Exercise prompt: Revise the records below so that every "thickest part" becomes "widest part", keeping everything else the same, and leave the pictures out.

[Start Extracted records]

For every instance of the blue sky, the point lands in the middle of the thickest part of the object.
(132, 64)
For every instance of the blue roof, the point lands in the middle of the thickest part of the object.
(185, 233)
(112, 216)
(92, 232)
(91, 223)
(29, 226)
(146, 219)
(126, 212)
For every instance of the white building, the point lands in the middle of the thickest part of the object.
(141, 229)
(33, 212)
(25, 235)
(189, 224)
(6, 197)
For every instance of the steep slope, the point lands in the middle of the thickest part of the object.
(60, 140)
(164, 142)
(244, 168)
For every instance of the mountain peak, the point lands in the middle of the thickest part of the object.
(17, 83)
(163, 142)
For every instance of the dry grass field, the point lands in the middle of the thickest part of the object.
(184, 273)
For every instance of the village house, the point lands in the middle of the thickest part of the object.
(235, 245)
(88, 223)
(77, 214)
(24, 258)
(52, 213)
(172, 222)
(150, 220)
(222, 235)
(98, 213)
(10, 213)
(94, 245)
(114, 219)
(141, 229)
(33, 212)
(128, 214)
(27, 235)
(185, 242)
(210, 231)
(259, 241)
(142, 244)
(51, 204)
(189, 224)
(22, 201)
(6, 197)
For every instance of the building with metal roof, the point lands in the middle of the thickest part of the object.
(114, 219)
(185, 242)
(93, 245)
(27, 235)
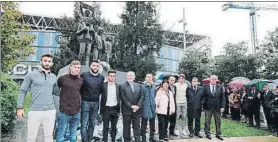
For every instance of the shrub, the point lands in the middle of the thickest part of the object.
(8, 102)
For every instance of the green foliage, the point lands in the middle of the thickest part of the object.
(139, 38)
(195, 64)
(236, 63)
(15, 41)
(8, 102)
(232, 128)
(269, 54)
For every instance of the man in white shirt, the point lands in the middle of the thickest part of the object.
(181, 103)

[End Extracted records]

Finished task:
For every instance of the blue sky, the point lands in the middle of the widest part of the object.
(132, 64)
For every instance of the blue roof, the point lands in the middle of the widest part of the object.
(185, 233)
(112, 216)
(92, 232)
(91, 223)
(29, 226)
(146, 219)
(126, 212)
For every instance of the white building, the point lands in the middle of the widest part of the object.
(141, 229)
(33, 212)
(25, 235)
(189, 224)
(6, 197)
For every instance of the steep slope, the point lands in the middle of the widest part of the object.
(60, 140)
(164, 142)
(244, 168)
For every instance of the mountain peak, the point lands in the middle of the widest part of the object.
(17, 83)
(163, 142)
For every instance of the dry grass field, the point lands in the middle of the widest part of the object.
(184, 273)
For every instance of the village house, the point lands in the middle of the widest part of the object.
(235, 245)
(88, 223)
(77, 214)
(24, 258)
(52, 213)
(172, 222)
(150, 220)
(222, 235)
(98, 213)
(10, 213)
(94, 245)
(114, 219)
(141, 229)
(33, 212)
(128, 214)
(27, 235)
(185, 242)
(210, 231)
(259, 241)
(142, 244)
(51, 204)
(189, 224)
(22, 201)
(6, 197)
For every instance of the building with metal roof, the point lands in the middle of the widest part of the object.
(114, 219)
(185, 242)
(93, 245)
(27, 235)
For every instance of the shrub, the point lands in the middle of the widest part of the object.
(8, 102)
For every instance of the green foliage, the point lands in the middle of the widest part of the object.
(139, 38)
(195, 64)
(236, 63)
(15, 41)
(8, 102)
(232, 128)
(269, 54)
For every instance of the man in white shirt, the point lands in the middle of the widest part of the object.
(181, 103)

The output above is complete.